INFORMATION GIVEN:
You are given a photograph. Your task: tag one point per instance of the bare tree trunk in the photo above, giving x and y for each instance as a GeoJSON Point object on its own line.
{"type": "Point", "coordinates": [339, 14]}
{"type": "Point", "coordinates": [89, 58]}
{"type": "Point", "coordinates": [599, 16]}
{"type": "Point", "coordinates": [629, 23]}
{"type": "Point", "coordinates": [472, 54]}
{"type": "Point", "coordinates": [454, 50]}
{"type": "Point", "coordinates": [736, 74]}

YOUR OBJECTIVE: Reproduce the entries above, swapping "bare tree trunk" for "leafless tree trunk" and leaving everything else the same.

WRITTEN SOLUTION:
You are given a photograph. Your task: tag one point per instance of the leafless tree trunk in the photo above, giving x and y for each instance as a GeoJSON Point object on its own line.
{"type": "Point", "coordinates": [339, 14]}
{"type": "Point", "coordinates": [89, 58]}
{"type": "Point", "coordinates": [599, 16]}
{"type": "Point", "coordinates": [629, 23]}
{"type": "Point", "coordinates": [472, 54]}
{"type": "Point", "coordinates": [454, 50]}
{"type": "Point", "coordinates": [736, 74]}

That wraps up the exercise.